__Data provided__.
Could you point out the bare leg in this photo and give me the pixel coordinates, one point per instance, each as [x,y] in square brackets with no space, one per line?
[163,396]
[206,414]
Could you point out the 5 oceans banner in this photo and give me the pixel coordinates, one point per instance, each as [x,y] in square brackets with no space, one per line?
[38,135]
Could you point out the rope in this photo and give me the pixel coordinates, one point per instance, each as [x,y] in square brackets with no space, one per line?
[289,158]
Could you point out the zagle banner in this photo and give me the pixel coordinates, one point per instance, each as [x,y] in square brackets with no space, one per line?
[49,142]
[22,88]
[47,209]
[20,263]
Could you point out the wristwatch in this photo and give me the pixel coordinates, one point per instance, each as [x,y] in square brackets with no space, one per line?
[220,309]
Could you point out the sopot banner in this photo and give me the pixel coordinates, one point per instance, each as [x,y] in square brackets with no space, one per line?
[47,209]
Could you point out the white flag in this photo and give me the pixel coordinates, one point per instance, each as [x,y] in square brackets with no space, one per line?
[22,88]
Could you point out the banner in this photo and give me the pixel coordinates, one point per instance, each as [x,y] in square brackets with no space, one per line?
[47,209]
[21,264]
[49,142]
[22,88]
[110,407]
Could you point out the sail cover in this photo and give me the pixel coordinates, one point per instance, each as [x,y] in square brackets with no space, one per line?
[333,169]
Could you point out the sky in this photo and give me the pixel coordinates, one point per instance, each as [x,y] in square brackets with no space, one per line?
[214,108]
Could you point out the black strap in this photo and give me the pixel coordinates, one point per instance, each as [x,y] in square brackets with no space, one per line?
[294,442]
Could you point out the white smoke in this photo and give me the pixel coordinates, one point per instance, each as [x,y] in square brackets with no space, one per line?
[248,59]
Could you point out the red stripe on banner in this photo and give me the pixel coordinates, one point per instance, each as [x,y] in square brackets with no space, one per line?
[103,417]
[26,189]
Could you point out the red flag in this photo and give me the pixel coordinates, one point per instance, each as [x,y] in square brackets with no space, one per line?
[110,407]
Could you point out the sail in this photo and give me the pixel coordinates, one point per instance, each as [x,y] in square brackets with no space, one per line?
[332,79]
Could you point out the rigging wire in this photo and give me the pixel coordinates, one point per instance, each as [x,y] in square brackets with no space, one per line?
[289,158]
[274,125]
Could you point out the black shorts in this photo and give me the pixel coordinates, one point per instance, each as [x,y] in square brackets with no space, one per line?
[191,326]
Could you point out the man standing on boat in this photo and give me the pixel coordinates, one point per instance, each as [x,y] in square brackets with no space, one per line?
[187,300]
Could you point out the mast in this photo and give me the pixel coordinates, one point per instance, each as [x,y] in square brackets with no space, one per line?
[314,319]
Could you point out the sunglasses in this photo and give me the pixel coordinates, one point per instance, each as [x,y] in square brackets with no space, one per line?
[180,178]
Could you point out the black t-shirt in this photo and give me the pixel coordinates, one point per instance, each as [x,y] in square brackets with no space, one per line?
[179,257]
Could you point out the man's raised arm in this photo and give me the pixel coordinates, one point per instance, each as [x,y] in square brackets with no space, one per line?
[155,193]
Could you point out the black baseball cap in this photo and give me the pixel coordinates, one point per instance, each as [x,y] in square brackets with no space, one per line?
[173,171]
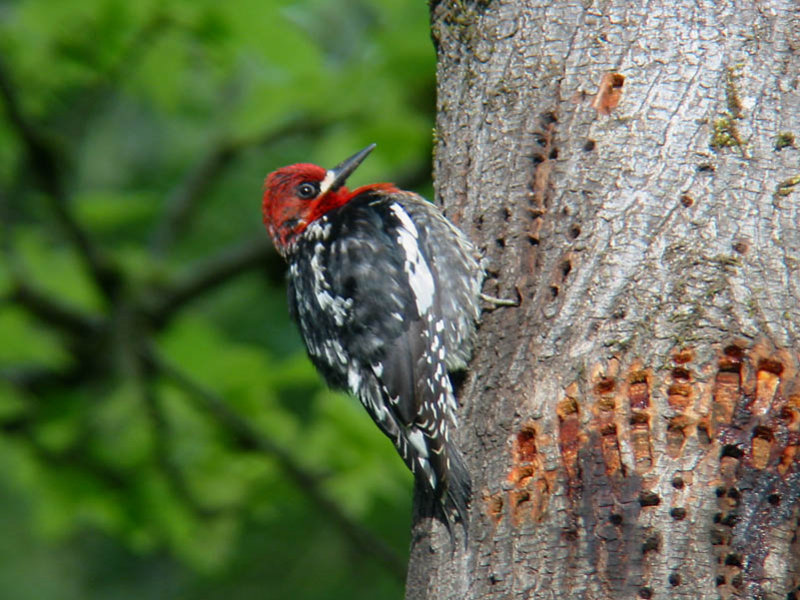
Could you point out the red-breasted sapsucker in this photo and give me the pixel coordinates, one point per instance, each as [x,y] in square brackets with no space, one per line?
[386,292]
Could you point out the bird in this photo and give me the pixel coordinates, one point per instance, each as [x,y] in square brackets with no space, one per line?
[385,291]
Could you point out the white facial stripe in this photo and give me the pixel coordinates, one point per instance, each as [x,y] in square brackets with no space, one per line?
[327,182]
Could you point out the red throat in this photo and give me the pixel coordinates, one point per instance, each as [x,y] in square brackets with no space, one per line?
[286,215]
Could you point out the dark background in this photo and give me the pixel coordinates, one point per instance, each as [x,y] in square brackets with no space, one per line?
[162,434]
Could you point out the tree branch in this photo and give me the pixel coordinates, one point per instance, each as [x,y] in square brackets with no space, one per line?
[210,274]
[249,438]
[53,312]
[46,163]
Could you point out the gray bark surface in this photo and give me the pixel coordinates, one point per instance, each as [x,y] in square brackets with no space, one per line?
[633,427]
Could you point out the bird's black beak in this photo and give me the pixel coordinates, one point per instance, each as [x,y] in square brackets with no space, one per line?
[344,169]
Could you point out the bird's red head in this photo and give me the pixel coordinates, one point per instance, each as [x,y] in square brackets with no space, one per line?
[297,195]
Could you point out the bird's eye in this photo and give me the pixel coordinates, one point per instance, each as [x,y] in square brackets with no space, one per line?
[307,191]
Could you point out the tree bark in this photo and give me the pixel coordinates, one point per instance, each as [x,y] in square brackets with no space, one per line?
[630,170]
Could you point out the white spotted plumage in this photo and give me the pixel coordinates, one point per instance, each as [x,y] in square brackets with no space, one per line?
[385,291]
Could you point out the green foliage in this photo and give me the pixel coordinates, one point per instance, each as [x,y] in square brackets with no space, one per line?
[162,434]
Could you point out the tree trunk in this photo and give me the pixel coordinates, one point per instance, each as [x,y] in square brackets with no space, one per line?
[630,170]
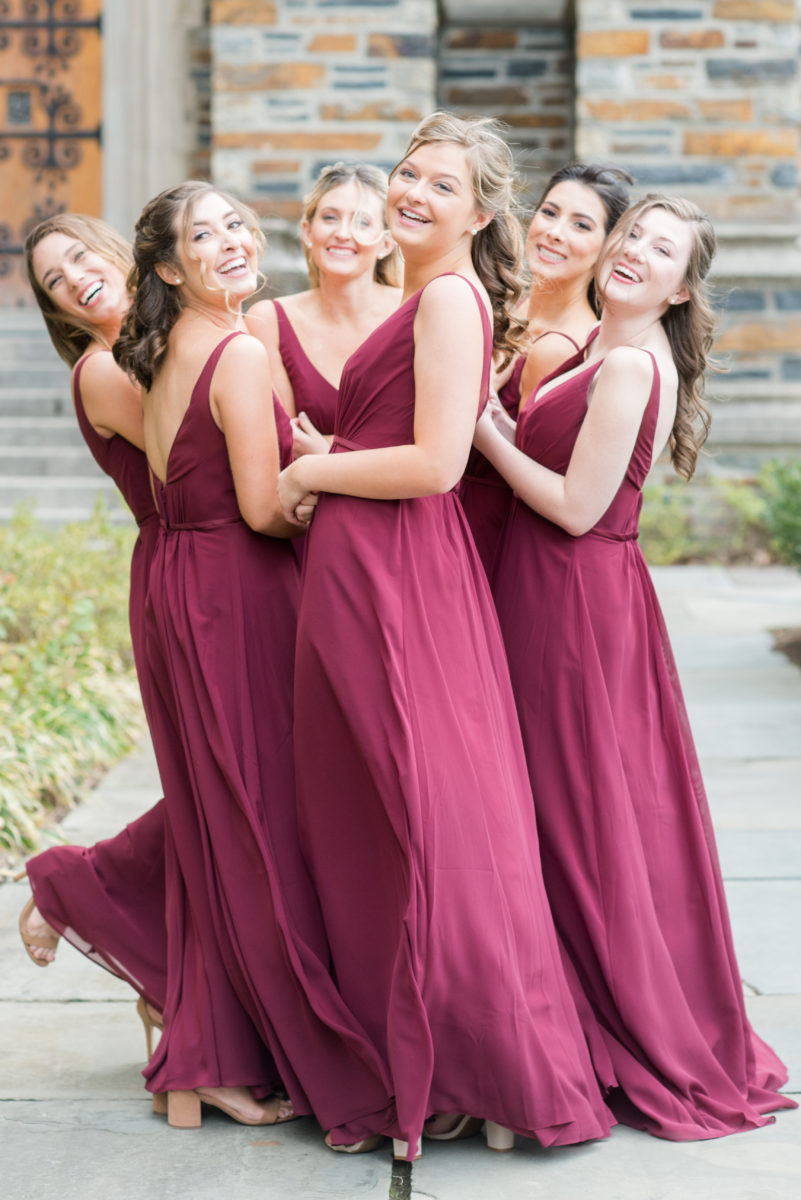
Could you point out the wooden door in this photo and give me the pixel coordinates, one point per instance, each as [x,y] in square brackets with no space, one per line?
[49,123]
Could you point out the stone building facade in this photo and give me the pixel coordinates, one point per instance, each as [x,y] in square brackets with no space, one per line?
[693,96]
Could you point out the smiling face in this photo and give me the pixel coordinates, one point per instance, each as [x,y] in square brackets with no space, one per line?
[79,281]
[566,234]
[431,205]
[345,233]
[646,267]
[217,258]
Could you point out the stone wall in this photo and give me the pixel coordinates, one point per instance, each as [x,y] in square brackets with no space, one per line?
[297,84]
[524,77]
[700,96]
[703,99]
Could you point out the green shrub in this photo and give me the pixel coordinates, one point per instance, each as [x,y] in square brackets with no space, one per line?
[666,525]
[781,481]
[70,703]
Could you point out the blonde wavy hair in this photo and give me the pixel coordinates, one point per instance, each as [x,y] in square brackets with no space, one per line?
[690,327]
[389,270]
[70,335]
[497,249]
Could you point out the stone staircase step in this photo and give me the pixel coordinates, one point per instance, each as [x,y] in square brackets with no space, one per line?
[36,401]
[58,492]
[53,516]
[18,347]
[46,460]
[40,431]
[35,375]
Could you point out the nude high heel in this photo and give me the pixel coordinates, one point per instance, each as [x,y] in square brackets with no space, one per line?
[43,941]
[182,1110]
[464,1127]
[499,1138]
[359,1147]
[151,1019]
[401,1150]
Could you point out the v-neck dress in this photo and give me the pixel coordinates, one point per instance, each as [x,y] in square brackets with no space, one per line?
[486,496]
[250,997]
[108,899]
[415,809]
[627,846]
[313,394]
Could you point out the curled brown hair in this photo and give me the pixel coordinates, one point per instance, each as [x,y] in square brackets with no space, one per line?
[68,334]
[498,247]
[690,327]
[156,306]
[367,178]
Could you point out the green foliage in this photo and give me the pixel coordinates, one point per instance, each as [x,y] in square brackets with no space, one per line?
[710,521]
[781,481]
[666,525]
[70,703]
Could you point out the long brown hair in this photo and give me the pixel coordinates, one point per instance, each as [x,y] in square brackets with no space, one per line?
[164,222]
[609,184]
[498,247]
[68,333]
[690,327]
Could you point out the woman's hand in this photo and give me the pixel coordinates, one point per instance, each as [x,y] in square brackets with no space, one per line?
[501,420]
[294,496]
[486,431]
[307,438]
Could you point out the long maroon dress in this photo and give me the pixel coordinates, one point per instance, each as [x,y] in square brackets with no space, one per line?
[627,847]
[250,999]
[485,495]
[415,810]
[108,899]
[313,394]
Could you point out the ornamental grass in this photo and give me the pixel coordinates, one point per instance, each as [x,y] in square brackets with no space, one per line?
[70,702]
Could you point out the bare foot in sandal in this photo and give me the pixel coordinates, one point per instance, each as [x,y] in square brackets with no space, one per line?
[38,939]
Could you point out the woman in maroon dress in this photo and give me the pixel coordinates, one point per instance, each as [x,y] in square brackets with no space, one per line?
[250,1000]
[627,846]
[415,813]
[354,269]
[577,209]
[107,900]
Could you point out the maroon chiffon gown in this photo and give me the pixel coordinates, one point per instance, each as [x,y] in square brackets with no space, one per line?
[627,847]
[108,899]
[485,495]
[250,999]
[415,810]
[313,394]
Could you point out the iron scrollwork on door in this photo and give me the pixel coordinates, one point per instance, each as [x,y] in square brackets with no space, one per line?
[42,129]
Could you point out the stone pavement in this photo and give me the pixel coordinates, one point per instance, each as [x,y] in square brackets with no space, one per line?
[76,1123]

__Brief__.
Write out once more the lines above beginning at the line with "Could you point out the long maroon"; continue through the final line and stop there.

__Answer to this task__.
Could you point out the long maroon dress in this photo and give me the pixel coordinates, one point per instance, each as [x,y] in square brackets with no space, one per line?
[627,847]
[250,999]
[485,495]
[415,810]
[108,899]
[313,394]
Could you point out the ornamental grass in this photo and give me the pixel coordinates, one point per instance, each as [x,y] in square brackets with no space, one per line?
[70,702]
Could you point out the bare foot in sandal in this photo and give me the pixel coordinates, one point per instance, each as [x,y] in square brackets with no space, one per line?
[38,939]
Could you point out the woman in maroon dress in this photo and give me the pixel coordinates, one point per instance, each as [x,y] in square brackets with no space, one per line?
[250,1000]
[627,846]
[415,813]
[354,269]
[577,209]
[107,900]
Could you point out the maroon chiffon gown in this photo and give me the pixel coordinates, one point per instance, each as [x,y] in square brackets with no space, one per line?
[627,847]
[108,899]
[485,495]
[250,999]
[415,810]
[313,394]
Could you point out the iron scrollwork on door in this photo and give me the pixel coordinates, one point per instance, each as [x,y] in square brackets with no space, one per line?
[42,129]
Could you point out the stone pavement in this photo and give me the pixel coordinates, one point per instance, each as [x,y] in square brackets with no space, one per line?
[76,1123]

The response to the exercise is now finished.